- [Exercise requirements] Copy the items from the line holding "[seg] human hand" through the end of the items, both included, swapping every "outline" for "contour" and leaving everything else as it is.

** START **

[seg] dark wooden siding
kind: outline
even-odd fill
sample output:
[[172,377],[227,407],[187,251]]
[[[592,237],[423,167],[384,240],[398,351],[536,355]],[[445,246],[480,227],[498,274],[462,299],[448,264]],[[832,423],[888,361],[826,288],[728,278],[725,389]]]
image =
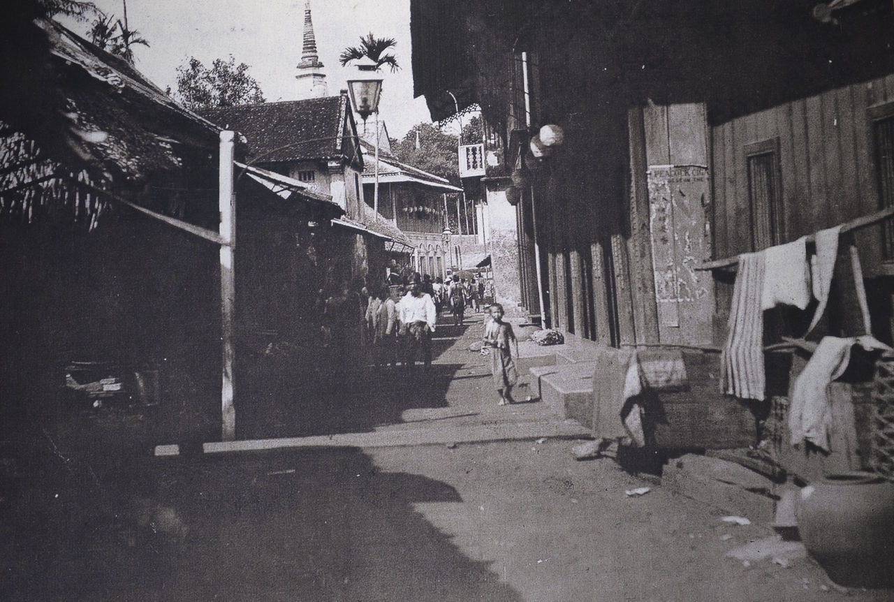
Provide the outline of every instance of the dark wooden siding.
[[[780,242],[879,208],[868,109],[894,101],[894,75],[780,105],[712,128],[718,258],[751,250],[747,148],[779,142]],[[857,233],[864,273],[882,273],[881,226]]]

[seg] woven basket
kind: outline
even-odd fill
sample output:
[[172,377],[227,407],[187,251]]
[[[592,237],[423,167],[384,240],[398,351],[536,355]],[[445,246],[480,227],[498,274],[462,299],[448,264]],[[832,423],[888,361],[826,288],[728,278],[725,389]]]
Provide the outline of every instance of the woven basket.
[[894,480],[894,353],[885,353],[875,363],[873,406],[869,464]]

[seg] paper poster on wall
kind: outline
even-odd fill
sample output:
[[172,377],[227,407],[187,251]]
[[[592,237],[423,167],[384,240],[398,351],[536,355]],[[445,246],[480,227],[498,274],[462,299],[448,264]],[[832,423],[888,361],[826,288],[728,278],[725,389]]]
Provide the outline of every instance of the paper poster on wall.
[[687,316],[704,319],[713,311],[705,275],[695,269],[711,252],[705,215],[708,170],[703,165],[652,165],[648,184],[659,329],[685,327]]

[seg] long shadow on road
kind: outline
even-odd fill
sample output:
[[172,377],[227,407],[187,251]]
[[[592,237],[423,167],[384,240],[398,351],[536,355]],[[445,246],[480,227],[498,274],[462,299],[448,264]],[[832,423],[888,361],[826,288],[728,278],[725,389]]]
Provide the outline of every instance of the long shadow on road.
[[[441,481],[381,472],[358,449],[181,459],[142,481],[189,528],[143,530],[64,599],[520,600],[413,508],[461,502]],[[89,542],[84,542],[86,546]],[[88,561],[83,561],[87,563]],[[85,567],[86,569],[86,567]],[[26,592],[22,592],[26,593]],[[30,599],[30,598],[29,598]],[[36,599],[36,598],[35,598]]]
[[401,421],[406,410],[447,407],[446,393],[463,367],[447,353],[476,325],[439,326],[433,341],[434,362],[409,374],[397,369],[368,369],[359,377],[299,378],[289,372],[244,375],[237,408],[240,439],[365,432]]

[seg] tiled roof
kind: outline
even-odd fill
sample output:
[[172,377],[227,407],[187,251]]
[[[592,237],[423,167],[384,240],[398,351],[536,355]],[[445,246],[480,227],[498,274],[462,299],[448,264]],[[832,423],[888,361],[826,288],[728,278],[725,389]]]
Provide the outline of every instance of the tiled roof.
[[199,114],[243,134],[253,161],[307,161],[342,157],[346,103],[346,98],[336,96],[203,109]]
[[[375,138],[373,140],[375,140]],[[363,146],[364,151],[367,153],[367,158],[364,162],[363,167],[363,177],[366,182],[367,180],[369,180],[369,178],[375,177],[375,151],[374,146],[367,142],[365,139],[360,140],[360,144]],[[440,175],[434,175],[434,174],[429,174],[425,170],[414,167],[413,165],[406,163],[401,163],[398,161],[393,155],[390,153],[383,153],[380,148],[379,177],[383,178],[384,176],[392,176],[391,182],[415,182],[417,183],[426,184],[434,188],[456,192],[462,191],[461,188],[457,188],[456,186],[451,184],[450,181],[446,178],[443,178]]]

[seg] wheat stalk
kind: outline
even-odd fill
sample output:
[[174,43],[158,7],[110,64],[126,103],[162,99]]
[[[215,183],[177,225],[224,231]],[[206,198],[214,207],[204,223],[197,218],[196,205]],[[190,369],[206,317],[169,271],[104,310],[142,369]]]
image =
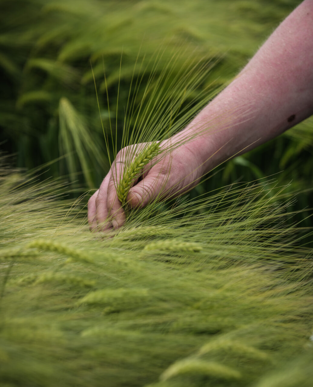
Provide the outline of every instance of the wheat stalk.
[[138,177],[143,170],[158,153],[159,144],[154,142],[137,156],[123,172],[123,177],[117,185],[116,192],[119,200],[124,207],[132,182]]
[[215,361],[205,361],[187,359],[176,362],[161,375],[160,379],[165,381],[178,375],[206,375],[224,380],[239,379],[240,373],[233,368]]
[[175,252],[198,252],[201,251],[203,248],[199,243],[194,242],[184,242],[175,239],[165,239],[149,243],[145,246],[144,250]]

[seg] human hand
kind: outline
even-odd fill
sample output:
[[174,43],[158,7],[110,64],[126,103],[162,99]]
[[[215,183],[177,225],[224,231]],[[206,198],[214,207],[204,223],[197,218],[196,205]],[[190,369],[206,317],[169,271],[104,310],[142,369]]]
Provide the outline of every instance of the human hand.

** END **

- [Finished exercise]
[seg] human hand
kind: contour
even-odd fill
sample output:
[[174,43],[158,7],[110,64],[126,103],[162,99]]
[[[215,183],[177,225],[224,231]],[[206,198],[214,207],[204,223],[197,218],[196,205]],[[190,369],[206,317],[169,271],[104,310],[142,369]]]
Provide the contour of every instance of the human hand.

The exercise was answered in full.